> Stated goal:
List every line of the data below that contains the word "trailing", treating uppercase and lowercase letters as different.
--*--
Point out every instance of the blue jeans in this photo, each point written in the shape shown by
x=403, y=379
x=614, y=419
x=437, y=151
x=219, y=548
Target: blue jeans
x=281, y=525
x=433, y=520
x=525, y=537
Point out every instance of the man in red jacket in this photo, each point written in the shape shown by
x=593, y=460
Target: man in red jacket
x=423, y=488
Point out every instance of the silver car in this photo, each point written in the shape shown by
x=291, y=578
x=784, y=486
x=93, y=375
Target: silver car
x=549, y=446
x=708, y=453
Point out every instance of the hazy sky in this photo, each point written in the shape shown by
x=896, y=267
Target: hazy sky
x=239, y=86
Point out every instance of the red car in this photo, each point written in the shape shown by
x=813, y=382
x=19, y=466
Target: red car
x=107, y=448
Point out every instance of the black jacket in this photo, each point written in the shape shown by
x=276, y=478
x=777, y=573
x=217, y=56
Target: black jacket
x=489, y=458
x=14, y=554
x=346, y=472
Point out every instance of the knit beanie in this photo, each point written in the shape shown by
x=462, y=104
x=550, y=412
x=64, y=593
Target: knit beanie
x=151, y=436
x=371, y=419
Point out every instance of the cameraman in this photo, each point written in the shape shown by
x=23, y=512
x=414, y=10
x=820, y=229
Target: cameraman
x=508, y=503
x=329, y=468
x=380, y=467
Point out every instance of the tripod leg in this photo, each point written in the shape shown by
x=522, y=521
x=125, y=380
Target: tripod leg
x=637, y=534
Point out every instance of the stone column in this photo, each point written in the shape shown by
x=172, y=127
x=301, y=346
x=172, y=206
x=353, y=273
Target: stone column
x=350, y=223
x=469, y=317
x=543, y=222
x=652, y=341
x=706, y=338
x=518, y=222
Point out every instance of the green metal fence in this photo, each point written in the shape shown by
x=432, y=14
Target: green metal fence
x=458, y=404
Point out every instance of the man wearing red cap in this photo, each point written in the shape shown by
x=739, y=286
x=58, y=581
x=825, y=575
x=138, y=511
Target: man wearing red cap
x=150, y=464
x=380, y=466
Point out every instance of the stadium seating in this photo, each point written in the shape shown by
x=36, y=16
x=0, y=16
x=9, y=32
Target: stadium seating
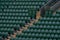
x=14, y=14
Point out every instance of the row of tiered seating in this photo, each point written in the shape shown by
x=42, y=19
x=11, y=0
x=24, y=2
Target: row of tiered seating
x=47, y=28
x=14, y=14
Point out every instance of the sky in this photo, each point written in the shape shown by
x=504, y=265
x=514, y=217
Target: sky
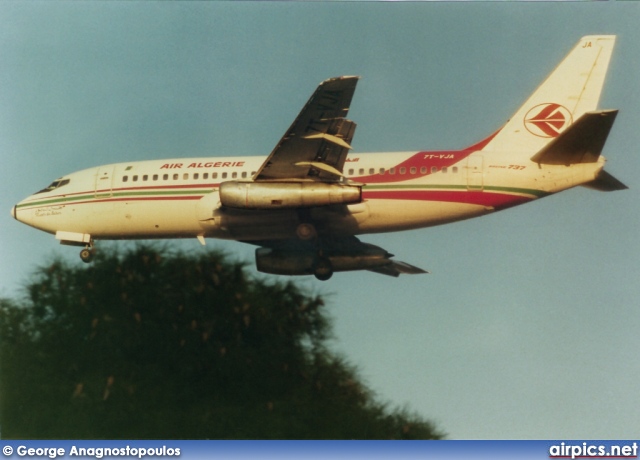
x=527, y=327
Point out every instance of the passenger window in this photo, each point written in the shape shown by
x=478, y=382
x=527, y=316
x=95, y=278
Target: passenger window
x=54, y=185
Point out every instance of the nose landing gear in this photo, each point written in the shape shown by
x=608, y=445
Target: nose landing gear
x=87, y=253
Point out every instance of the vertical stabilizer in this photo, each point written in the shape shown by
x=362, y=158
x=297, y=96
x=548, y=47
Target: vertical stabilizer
x=571, y=90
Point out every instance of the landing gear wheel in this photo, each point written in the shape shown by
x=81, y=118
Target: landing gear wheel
x=306, y=231
x=322, y=269
x=87, y=255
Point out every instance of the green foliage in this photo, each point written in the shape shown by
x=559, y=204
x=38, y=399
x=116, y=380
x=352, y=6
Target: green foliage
x=154, y=345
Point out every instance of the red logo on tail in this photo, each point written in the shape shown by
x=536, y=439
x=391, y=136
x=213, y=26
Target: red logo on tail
x=547, y=120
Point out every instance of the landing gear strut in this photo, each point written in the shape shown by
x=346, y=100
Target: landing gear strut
x=322, y=268
x=87, y=253
x=306, y=231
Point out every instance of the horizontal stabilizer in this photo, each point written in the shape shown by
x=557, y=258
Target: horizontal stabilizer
x=605, y=182
x=582, y=142
x=397, y=268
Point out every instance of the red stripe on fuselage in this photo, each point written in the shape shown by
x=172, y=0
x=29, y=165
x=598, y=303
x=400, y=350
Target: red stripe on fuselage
x=495, y=200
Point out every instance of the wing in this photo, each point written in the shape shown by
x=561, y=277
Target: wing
x=316, y=145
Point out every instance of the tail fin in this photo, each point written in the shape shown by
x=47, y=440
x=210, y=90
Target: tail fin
x=582, y=142
x=571, y=90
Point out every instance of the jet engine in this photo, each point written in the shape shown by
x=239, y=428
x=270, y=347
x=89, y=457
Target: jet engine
x=278, y=195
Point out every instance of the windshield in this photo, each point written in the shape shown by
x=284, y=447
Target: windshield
x=54, y=185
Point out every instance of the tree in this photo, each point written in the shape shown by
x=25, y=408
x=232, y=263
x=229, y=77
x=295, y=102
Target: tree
x=149, y=344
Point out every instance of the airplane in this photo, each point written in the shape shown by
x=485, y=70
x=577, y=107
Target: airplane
x=305, y=205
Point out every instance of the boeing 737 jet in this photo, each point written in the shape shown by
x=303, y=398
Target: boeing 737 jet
x=305, y=204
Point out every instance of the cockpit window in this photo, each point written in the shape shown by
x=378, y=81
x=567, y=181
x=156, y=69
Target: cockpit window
x=54, y=185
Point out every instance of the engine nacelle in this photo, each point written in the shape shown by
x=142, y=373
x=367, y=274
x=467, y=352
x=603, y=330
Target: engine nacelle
x=279, y=195
x=280, y=262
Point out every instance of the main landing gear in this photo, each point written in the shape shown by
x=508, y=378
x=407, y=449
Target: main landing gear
x=87, y=253
x=322, y=268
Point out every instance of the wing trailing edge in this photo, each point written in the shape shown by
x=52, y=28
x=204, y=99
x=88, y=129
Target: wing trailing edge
x=605, y=182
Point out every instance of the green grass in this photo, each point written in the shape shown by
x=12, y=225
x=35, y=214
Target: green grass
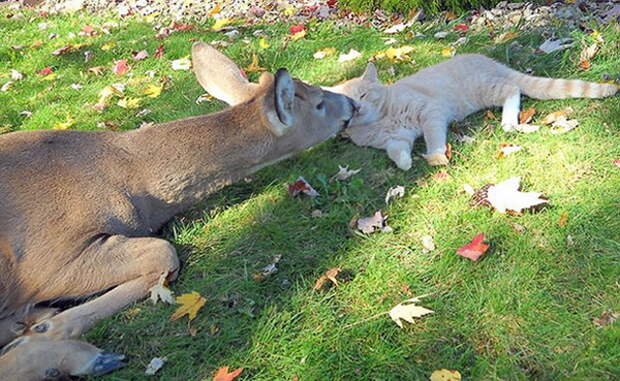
--*--
> Final result:
Point out every instance of the wing trailing edge in this photo, each point written in the shape shown by
Target: wing trailing edge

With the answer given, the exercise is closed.